Rewrite all of the data below with each "marker" swapped for "pin" and every other word left unchanged. Leave the pictures out of your answer.

### Material provided
______________________________

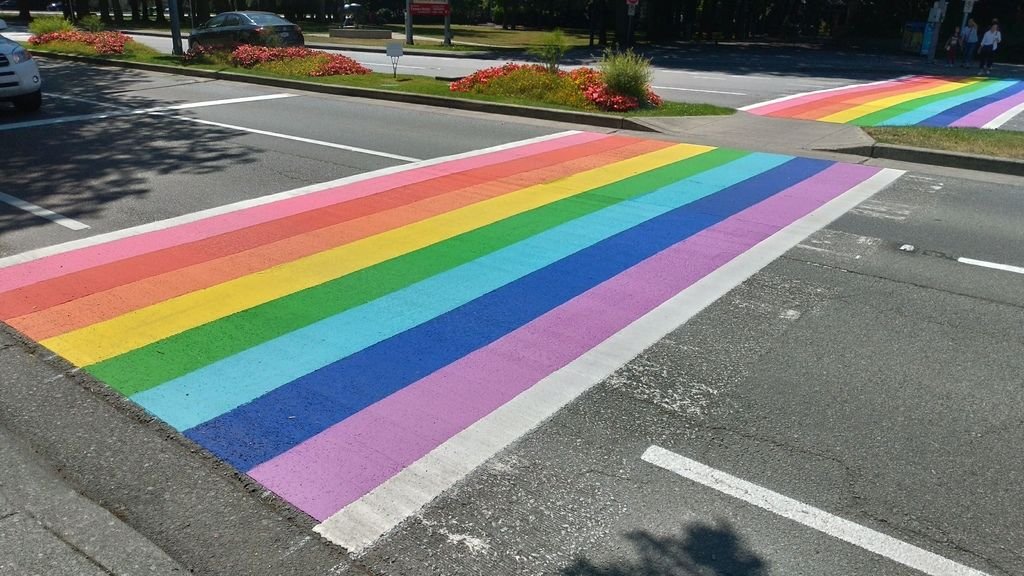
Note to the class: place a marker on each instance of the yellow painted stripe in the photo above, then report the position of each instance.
(138, 328)
(875, 106)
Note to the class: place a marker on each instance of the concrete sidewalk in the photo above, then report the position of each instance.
(47, 528)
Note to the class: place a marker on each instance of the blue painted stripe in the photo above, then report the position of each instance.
(921, 114)
(953, 114)
(195, 398)
(254, 433)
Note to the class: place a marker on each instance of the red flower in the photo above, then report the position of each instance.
(103, 42)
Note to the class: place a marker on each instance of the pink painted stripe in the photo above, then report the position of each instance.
(67, 262)
(853, 90)
(986, 114)
(347, 460)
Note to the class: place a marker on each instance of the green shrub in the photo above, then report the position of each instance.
(46, 25)
(551, 49)
(627, 73)
(91, 23)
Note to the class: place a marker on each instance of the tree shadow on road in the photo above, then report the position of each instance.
(81, 168)
(701, 549)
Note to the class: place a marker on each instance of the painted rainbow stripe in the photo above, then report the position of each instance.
(913, 100)
(324, 342)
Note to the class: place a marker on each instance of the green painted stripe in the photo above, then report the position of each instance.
(881, 116)
(168, 359)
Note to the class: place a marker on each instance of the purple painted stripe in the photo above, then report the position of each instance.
(986, 114)
(347, 460)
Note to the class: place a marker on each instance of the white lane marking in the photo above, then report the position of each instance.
(125, 112)
(995, 265)
(1005, 117)
(261, 132)
(826, 90)
(298, 138)
(696, 90)
(858, 535)
(185, 218)
(361, 523)
(42, 212)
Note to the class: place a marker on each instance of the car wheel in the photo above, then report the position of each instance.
(30, 103)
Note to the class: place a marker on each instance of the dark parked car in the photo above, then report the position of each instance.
(232, 29)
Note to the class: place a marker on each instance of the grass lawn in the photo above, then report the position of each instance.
(1001, 144)
(411, 84)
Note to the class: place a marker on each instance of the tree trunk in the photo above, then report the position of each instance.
(136, 15)
(119, 13)
(104, 10)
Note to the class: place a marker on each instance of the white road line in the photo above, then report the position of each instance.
(299, 138)
(120, 113)
(858, 535)
(826, 90)
(185, 218)
(995, 265)
(361, 523)
(42, 212)
(1005, 117)
(262, 132)
(696, 90)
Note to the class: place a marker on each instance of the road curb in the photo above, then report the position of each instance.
(939, 158)
(589, 119)
(350, 47)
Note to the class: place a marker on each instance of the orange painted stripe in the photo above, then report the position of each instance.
(42, 295)
(121, 299)
(839, 103)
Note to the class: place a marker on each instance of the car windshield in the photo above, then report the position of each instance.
(267, 19)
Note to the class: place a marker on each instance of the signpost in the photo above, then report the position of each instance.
(394, 52)
(631, 10)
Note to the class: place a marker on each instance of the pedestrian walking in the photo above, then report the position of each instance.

______________________________

### Task answer
Note to the class: place a pin on each instance of the yellow painted stripe in the photo above, then report the position of each instance.
(138, 328)
(875, 106)
Note to the class: place a pin on each instance of the concrete sidewalk in the photo above, then report the position of each instance.
(47, 528)
Note to the class: place a pin on each instance of the blue painted stripe in the photo above, then report the position of each instance.
(921, 114)
(953, 114)
(195, 398)
(254, 433)
Note to the class: place a pin on each instance of the red flower in the photo above, then report the position of each instance.
(103, 42)
Note to the class: place a pin on each instance of the pink painted stripe in the photo above, then report the position of each instance.
(67, 262)
(853, 90)
(986, 114)
(347, 460)
Note to the class: place a pin on each instance of the green shrub in the photo above, then report the position of each instance.
(46, 25)
(551, 49)
(627, 73)
(91, 23)
Note to the class: place a pin on each instance of the tree shadow on road in the photo above, then report the position of each instance.
(81, 168)
(701, 549)
Note to the class: place a pin on each instance of the painted rainbow stripe in the photo above, then report the position of each instance.
(913, 100)
(324, 342)
Note to the class: place a pin on each instance of the green painted stripe in the photo above, then report the position of each instance.
(881, 116)
(168, 359)
Note to the class: place a pin on each instance of the purple painted stripe in the photo above, then report the position of each instance.
(986, 114)
(347, 460)
Note to the class: place a pin on each instance of the white lane marking in the photo above, then report the position of each instance.
(125, 112)
(995, 265)
(1005, 117)
(261, 132)
(826, 90)
(298, 138)
(696, 90)
(858, 535)
(185, 218)
(361, 523)
(42, 212)
Note to the class: place a pin on each instance of the car wheel in the photo above, then report the position of each instance.
(30, 103)
Note to the class: place a pin on each instance of the dark parked car in the photo above, then report the position of each instance.
(232, 29)
Note to the class: place a pin on each instance of the grass lawn in the photo above, then report the position of each instance.
(1001, 144)
(411, 84)
Note to the class: place a pin on each instance of the tree trunk in the photo above, then report the position of each instance.
(136, 15)
(119, 13)
(104, 10)
Note to the class: place a pin on each instance of the white road line in the photo above, then report the position of each instance.
(299, 138)
(120, 113)
(858, 535)
(826, 90)
(185, 218)
(995, 265)
(361, 523)
(42, 212)
(1005, 117)
(262, 132)
(696, 90)
Note to the class: place a pin on each instance of the road curb in the photo above, then report the position of each instance.
(939, 158)
(589, 119)
(350, 47)
Note to the class: place a pin on each instance of the orange painted stripe in the photo above, then report the position of each instance.
(42, 295)
(121, 299)
(839, 103)
Note to the class: place a pin on each instance of the car windshield in the photo above, then report the position of each instance.
(267, 19)
Note to the class: place a pin on each instance of the signpost in the photo above, then report the position of each instance.
(394, 52)
(631, 10)
Note to the class: place a pin on each instance of the pedestrian walking in the photo above, then report the position of each instance.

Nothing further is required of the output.